### Work instruction A
Please answer these from the Amhuinnsuidhe Castle text, one line each:
(i) Which architect designed the house?
(ii) In what year was it designated a Category A listed building?
(iii) What television drama was filmed at the house in 2024?
### Work instruction B
Rewrite the stretch of the Amhuinnsuidhe Castle text from "Country house in" through "and shooting estate.", substituting "guesthouse" for "hotel".
### Work instruction C
Carry the Amhuinnsuidhe Castle text forward from its final sentence.

### Selected extract
++++
Design and construction
- Architect: David Bryce
- Designations: Category A listed

= Amhuinnsuidhe Castle =

Country house in Outer Hebrides, Scotland

Amhuinnsuidhe Castle is a large 19th-century private country house on Harris, one of the Western Isles of Scotland. It was designated as a Category A listed building in 1971 and is now operated as a hotel and shooting estate.

==History==
Originally named Fincastle, the house was built in the Scottish baronial style by architect David Bryce in 1864–1867 for Charles Murray, 7th Earl of Dunmore (styled Viscount Fincastle until 1845), whose grandfather George Murray, 5th Earl of Dunmore had purchased the island in 1834. J M Barrie found inspiration for his play Mary Rose while staying at the castle in 1912 and visiting the nearby Loch Voshimid, "where we found Mary Rose". In 2003, Amhuinnsuidhe Castle Estate purchased the castle and the fishing rights, while the North Harris Estate was transferred into community ownership. The castle is now operated as a venue for fishing, shooting parties, weddings and corporate events.

In 2024 the house was used as a film location for a Gaelic language four-part television drama, An t-Eilean.
++++
### Excerpted records
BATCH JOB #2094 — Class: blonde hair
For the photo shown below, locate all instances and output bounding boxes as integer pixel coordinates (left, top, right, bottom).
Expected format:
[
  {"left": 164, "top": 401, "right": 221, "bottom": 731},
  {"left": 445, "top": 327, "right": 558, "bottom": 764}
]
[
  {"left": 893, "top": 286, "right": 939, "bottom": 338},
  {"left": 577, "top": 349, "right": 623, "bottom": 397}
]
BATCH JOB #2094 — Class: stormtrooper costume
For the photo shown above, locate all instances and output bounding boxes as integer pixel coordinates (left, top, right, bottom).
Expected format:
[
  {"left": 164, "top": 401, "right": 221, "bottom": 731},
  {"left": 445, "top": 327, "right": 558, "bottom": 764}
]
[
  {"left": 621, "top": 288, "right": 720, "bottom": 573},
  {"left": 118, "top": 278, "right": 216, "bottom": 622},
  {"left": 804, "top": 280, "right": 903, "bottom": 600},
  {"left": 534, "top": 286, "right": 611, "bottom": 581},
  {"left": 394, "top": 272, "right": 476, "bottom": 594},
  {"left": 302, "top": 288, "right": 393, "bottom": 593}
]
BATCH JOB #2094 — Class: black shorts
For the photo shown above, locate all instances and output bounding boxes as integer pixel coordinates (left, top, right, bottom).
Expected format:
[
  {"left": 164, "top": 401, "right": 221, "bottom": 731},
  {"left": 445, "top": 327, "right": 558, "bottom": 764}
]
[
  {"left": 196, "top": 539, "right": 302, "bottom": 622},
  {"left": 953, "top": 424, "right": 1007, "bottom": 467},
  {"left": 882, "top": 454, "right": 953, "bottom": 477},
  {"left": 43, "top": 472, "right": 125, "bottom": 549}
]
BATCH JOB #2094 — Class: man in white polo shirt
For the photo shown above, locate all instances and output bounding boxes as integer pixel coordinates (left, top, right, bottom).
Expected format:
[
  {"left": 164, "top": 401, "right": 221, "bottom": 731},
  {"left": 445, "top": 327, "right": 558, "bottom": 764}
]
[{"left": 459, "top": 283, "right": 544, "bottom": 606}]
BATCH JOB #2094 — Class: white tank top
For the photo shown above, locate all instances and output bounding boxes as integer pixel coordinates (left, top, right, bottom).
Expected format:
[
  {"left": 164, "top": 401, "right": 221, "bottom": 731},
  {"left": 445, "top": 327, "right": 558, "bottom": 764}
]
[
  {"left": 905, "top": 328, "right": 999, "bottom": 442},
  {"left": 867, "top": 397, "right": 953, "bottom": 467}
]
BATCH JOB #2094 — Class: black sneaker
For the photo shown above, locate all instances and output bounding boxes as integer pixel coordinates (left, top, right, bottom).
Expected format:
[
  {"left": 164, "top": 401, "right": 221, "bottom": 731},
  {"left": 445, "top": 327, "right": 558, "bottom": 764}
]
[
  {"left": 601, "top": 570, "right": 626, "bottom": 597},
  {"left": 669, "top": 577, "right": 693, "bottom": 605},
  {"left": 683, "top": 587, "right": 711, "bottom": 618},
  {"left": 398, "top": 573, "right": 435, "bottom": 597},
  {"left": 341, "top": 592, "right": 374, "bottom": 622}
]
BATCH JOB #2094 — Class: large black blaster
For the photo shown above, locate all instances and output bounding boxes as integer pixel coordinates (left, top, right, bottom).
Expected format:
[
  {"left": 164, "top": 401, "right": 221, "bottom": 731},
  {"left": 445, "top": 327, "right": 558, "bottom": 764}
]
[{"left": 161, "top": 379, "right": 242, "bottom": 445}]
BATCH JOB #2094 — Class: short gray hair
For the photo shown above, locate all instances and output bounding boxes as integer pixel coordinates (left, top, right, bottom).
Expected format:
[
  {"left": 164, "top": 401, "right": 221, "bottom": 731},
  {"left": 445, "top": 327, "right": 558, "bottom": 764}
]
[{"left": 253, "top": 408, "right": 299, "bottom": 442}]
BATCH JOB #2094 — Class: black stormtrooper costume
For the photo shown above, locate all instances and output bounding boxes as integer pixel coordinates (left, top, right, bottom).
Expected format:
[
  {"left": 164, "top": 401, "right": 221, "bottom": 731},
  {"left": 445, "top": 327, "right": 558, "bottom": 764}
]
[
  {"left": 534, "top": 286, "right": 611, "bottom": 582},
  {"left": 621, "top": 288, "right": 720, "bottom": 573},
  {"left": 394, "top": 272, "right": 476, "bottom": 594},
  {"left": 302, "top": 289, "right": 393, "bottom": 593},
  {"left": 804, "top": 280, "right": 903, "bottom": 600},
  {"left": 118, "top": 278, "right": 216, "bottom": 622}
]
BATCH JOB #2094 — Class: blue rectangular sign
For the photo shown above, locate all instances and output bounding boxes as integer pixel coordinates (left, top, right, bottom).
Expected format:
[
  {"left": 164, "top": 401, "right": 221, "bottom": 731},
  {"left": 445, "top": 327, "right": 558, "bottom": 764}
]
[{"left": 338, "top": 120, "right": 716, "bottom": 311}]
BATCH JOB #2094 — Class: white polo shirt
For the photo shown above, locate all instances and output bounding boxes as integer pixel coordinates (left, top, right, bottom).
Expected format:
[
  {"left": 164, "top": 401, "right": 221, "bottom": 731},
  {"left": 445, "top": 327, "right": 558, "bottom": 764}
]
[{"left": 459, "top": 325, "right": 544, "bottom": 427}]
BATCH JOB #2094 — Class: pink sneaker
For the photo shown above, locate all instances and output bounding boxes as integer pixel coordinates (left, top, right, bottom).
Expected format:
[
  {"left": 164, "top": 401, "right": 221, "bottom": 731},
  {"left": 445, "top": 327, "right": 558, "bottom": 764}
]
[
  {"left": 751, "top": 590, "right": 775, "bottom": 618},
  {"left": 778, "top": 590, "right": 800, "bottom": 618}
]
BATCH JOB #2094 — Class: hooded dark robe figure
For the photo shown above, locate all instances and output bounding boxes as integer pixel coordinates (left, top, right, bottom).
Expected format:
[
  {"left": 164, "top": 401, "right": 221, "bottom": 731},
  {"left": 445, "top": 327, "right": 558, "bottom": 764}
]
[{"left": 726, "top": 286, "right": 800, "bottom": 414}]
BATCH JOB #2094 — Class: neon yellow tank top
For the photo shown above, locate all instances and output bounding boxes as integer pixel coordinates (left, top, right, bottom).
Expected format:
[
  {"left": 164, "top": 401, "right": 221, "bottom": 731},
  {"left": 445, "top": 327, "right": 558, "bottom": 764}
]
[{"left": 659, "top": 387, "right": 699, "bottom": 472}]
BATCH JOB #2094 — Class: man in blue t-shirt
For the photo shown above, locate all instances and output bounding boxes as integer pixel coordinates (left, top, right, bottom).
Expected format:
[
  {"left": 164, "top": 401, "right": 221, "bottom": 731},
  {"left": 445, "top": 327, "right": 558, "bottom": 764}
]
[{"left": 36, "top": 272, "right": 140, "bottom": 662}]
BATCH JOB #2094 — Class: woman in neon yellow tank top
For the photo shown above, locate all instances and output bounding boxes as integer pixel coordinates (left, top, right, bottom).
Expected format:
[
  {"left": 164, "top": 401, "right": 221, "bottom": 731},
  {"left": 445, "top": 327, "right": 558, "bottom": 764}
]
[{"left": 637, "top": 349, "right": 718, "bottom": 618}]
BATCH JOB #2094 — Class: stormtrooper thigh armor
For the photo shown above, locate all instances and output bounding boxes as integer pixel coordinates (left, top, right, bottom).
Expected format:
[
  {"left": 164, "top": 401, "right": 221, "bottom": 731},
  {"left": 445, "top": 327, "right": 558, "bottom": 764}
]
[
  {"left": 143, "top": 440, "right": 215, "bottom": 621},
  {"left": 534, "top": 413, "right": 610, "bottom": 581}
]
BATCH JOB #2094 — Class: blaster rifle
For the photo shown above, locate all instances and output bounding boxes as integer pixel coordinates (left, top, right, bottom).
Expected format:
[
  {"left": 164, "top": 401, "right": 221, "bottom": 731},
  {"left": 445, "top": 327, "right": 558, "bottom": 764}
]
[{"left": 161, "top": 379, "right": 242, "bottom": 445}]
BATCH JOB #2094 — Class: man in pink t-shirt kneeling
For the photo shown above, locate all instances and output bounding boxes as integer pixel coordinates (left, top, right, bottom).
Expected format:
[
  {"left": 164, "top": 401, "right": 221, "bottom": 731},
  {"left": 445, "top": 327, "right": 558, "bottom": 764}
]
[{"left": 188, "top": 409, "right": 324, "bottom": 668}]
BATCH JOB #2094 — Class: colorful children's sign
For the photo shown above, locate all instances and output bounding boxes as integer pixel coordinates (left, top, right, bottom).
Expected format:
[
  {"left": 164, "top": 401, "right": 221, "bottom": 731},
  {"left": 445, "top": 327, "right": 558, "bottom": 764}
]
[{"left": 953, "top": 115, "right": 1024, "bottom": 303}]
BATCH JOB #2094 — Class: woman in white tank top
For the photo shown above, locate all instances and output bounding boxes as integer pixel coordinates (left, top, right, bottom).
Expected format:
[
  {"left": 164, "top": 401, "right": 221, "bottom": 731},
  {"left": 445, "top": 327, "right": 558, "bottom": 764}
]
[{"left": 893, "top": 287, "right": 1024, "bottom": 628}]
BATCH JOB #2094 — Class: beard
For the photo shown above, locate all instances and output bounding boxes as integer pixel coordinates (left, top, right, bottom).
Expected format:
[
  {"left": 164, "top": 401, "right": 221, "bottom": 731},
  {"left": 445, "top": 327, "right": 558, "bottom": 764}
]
++++
### Your response A
(i) David Bryce
(ii) 1971
(iii) An t-Eilean, a four-part Gaelic language drama

### Your response B
Country house in Outer Hebrides, Scotland

Amhuinnsuidhe Castle is a large 19th-century private country house on Harris, one of the Western Isles of Scotland. It was designated as a Category A listed building in 1971 and is now operated as a guesthouse and shooting estate.

### Your response C
==Description==
The house is squeezed into a narrow level space between the sea and the hill rising behind the house and both have to be restrained by walls in front and behind. The lack of level ground is probably why the main road skirts the front of the house, very unusual for a country house. It is built of imported freestone, stugged and snecked ashlar; rubbled masonry is used at the rear. The castellated four-storey main block has a corner turret and rounded corners. Its eastwards three-storey extension has a first-storey oriel window with flanking bartizans. The flanking blocks are only three storeys high and the western block is recessed from the road. The eastern block is even with the main block, but it is connected to the main block by a deeply recessed range, possibly to suggest a 17th-century addition to an older house. Gables are crowstepped throughout.